## BEGIN
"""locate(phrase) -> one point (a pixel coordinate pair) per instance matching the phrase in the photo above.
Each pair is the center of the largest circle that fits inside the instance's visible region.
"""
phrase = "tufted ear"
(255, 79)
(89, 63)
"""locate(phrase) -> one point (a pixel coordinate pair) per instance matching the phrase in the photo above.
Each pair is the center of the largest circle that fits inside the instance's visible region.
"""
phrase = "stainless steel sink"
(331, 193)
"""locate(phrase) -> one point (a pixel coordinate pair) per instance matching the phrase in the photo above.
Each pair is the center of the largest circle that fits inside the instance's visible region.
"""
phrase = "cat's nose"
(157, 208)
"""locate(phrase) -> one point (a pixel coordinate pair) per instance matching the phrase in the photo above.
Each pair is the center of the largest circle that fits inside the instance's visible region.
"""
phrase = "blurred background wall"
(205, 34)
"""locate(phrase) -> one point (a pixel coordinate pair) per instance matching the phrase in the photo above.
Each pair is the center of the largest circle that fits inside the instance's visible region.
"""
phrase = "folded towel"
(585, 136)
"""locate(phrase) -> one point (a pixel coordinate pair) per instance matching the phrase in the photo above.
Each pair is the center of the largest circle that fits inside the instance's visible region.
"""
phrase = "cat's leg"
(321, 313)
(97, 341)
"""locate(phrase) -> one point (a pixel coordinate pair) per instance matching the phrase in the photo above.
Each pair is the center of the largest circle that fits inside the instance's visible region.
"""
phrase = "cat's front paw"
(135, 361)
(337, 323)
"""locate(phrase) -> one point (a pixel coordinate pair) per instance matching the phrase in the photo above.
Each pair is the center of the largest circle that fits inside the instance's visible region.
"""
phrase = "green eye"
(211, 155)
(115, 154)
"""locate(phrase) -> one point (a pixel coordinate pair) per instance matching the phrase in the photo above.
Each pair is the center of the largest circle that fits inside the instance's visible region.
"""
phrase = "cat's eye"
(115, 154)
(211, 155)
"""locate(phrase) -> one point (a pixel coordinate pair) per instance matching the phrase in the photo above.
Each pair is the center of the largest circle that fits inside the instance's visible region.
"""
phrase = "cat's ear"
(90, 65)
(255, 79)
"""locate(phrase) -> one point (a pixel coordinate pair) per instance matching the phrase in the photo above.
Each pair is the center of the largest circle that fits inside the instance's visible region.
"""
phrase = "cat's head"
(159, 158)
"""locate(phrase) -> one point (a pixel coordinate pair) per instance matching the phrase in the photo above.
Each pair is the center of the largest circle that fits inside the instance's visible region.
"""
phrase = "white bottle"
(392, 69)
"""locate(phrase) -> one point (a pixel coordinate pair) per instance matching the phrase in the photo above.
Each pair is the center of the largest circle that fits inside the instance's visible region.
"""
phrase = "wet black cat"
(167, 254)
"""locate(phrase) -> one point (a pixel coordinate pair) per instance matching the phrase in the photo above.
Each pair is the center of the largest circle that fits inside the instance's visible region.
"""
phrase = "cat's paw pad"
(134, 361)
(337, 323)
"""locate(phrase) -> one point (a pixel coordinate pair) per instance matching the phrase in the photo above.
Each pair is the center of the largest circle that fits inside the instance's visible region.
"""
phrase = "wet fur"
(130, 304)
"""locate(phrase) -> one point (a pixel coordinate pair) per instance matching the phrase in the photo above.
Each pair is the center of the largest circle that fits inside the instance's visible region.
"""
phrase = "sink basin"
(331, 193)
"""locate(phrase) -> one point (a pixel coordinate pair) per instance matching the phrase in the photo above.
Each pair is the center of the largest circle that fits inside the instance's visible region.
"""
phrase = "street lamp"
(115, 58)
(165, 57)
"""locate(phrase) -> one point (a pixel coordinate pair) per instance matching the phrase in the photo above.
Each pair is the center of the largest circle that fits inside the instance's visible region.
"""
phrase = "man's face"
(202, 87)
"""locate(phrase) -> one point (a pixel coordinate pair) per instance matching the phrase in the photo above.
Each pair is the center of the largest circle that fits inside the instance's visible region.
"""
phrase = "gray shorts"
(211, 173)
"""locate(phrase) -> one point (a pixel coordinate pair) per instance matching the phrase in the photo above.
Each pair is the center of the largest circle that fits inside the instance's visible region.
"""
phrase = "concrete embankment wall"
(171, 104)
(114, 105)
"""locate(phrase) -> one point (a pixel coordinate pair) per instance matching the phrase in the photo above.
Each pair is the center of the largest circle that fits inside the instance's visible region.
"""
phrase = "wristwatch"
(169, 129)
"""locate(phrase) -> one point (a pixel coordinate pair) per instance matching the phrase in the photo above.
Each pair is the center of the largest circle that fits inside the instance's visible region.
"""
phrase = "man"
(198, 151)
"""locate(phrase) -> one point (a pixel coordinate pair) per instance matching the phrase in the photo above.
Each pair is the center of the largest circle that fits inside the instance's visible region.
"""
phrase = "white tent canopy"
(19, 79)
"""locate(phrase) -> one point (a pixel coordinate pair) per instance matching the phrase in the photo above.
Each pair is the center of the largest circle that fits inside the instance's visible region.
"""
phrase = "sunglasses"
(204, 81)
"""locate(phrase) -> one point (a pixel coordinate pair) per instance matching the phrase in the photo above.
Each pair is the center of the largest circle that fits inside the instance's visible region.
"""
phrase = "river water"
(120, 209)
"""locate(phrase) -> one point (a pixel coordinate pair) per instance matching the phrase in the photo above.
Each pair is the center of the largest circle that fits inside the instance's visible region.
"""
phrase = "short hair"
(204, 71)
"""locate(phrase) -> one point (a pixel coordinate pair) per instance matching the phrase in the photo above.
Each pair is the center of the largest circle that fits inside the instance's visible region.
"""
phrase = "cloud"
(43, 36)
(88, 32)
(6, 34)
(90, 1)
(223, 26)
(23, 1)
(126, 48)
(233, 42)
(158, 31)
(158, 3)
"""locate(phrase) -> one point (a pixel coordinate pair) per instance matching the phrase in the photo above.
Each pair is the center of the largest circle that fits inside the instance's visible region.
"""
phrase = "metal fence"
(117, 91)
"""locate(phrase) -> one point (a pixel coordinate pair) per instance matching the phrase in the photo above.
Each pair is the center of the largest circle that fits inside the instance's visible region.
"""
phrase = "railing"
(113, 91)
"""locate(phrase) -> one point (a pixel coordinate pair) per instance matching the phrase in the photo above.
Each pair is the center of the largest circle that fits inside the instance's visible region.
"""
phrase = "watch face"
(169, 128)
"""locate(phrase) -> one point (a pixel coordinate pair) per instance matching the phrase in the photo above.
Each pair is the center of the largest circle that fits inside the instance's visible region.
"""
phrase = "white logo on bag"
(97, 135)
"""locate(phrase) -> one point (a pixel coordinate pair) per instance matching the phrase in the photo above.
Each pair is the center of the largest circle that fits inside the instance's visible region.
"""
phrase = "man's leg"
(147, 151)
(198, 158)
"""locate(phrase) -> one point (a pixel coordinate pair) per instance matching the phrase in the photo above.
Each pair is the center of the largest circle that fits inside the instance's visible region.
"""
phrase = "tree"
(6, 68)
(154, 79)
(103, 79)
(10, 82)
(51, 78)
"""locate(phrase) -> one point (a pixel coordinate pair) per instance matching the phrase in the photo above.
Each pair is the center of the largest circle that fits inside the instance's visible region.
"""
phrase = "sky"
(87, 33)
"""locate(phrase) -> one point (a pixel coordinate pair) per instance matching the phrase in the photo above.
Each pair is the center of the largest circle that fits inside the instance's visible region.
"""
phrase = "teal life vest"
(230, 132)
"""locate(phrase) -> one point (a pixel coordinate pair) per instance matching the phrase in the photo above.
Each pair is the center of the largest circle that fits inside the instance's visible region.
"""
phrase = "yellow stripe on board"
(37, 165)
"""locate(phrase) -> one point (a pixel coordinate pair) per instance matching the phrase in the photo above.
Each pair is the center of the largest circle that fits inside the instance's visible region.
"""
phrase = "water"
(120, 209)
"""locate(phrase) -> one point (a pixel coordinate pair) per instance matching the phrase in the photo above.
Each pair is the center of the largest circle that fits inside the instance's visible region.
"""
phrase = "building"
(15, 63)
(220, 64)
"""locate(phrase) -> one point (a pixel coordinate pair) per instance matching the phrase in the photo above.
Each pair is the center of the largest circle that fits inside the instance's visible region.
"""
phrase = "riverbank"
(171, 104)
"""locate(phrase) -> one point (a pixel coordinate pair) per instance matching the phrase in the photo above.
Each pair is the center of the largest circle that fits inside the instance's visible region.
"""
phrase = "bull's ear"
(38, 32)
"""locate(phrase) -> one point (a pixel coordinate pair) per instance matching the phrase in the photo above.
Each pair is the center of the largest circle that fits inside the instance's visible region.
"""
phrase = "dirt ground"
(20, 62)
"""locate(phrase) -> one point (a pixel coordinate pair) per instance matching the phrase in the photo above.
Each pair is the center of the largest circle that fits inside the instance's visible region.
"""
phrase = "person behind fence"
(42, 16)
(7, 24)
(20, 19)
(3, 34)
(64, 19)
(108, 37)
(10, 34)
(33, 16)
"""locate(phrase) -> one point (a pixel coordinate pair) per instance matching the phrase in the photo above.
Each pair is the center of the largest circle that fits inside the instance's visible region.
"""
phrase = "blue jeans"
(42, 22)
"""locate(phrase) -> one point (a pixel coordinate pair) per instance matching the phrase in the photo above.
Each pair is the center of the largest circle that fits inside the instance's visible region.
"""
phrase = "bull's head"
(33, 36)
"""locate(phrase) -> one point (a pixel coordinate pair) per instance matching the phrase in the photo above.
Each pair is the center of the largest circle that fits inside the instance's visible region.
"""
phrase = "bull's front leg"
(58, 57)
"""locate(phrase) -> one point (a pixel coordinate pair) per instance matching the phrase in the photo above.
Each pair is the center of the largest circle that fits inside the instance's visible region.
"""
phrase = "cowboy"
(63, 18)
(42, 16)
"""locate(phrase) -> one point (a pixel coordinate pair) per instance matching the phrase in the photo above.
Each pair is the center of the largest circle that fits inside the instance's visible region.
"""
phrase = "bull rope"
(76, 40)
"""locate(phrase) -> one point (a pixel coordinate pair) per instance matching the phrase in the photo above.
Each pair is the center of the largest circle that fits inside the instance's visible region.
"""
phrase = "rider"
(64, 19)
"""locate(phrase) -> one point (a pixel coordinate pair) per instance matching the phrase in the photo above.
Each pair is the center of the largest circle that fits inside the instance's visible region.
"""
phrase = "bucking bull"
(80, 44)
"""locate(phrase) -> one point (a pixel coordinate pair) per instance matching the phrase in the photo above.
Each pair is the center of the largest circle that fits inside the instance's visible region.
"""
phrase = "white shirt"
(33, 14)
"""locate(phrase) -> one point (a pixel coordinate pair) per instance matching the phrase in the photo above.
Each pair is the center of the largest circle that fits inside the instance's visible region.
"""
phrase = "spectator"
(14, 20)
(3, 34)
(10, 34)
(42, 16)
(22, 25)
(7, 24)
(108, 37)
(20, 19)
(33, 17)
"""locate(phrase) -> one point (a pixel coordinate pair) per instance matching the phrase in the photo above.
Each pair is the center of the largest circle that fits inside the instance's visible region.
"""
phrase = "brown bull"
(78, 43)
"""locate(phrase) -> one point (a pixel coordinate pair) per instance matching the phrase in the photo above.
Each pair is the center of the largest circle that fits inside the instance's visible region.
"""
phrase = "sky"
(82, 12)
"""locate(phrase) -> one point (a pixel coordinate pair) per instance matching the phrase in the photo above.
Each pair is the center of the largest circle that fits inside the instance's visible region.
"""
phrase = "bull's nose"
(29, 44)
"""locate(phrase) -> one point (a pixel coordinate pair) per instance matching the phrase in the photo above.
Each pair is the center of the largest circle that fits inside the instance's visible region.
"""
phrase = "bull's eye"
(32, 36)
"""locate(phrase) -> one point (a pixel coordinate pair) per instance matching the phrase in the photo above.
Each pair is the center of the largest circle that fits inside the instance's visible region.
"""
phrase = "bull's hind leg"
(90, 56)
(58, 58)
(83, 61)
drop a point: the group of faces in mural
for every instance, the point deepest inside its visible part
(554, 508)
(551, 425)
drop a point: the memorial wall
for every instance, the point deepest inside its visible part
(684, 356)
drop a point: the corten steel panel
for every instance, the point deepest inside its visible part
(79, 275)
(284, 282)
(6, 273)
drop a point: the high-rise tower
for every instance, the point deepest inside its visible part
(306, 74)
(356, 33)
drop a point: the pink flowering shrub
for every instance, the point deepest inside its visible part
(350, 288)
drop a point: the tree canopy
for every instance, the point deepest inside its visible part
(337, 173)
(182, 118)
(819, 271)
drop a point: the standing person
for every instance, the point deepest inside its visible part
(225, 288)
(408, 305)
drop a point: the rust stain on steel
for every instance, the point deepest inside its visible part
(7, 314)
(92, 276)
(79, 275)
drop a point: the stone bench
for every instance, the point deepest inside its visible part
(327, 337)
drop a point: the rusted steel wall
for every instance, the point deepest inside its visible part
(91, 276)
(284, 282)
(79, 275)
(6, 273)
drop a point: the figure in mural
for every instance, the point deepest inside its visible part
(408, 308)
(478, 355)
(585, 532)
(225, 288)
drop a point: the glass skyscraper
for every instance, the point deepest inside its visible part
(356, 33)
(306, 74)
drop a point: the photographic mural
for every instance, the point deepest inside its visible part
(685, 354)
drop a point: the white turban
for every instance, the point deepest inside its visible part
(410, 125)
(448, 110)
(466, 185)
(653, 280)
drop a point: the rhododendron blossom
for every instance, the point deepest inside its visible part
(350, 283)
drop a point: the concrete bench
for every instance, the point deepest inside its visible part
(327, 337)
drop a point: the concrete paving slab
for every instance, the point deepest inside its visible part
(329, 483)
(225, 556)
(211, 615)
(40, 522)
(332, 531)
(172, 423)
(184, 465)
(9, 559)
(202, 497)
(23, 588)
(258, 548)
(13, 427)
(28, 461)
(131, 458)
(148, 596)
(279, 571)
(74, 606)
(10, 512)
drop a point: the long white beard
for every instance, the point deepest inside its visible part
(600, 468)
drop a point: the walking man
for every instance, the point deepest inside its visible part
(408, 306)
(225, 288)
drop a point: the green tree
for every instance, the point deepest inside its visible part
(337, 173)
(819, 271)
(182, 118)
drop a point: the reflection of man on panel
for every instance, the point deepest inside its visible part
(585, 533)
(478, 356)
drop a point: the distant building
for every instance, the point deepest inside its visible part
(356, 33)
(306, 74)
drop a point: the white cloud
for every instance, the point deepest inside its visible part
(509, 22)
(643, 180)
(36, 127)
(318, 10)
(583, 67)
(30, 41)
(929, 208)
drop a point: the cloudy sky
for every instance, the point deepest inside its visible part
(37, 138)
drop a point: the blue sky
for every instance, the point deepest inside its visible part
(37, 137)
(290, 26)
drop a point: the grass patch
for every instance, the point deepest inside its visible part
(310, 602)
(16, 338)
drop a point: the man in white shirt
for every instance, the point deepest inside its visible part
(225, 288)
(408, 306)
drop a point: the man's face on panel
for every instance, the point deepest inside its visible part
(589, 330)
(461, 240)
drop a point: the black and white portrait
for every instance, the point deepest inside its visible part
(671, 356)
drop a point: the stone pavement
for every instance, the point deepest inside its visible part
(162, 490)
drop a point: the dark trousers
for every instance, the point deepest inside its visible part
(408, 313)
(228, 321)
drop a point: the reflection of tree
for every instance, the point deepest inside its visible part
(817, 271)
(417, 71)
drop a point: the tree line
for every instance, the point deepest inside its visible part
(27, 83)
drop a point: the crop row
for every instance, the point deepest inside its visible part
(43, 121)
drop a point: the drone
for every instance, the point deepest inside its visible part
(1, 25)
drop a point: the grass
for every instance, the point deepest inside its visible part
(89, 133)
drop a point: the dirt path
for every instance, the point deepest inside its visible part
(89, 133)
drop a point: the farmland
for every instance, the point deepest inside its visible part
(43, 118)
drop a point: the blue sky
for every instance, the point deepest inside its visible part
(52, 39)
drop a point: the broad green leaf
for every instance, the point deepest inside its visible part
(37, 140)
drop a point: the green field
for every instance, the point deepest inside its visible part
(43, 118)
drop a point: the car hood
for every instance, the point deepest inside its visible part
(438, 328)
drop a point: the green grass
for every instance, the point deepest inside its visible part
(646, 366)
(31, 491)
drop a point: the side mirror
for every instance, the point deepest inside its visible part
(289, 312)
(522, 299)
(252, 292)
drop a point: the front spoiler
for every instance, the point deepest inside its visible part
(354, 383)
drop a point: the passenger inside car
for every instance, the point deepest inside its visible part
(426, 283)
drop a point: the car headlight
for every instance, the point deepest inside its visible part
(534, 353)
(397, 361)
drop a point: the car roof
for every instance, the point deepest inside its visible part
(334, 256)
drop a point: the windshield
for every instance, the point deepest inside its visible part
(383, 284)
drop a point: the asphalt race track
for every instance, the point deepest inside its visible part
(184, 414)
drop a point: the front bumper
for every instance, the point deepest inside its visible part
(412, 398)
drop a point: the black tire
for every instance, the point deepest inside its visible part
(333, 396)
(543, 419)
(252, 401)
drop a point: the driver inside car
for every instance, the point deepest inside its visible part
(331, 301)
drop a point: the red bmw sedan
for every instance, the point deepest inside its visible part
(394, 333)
## END
**Stated exercise:** Could you give again exactly the lines from the line containing "drop a point: the broad green leaf" through the final line of the data above, and no others?

**Answer to this task:**
drop a point: the broad green leaf
for every instance, the point deepest inside its visible part
(37, 140)
drop a point: the green field
for every instance, the point deepest inside its visible part
(43, 118)
drop a point: the car hood
for every instance, the point deepest inside its visible part
(438, 328)
drop a point: the green grass
for every instance, the point deepest inside its visible part
(646, 366)
(31, 491)
drop a point: the side mirror
for every instance, the point deepest inside its visible part
(289, 312)
(522, 299)
(252, 292)
drop a point: the front spoiler
for every instance, the point deepest inside its visible part
(354, 383)
drop a point: the passenger inside car
for every instance, the point deepest inside its visible part
(426, 283)
drop a point: the car headlight
for every instance, the point deepest inside its visible part
(534, 353)
(397, 361)
drop a point: the car roof
for every instance, the point deepest inside its visible part
(334, 256)
drop a point: the windshield
for every instance, the point deepest inside its visible part
(383, 284)
drop a point: the asphalt race track
for every instance, the point deepest inside its visible part
(184, 414)
drop a point: the front bumper
for every instance, the point deepest inside its visible part
(412, 398)
drop a point: the black tire
for every instance, the point deepest inside its visible part
(333, 396)
(543, 419)
(252, 401)
drop a point: the driver inside car
for every instance, the point deepest inside its visible part
(331, 301)
drop a point: the red bmw sedan
for every instance, the point deepest inside its visible part
(394, 333)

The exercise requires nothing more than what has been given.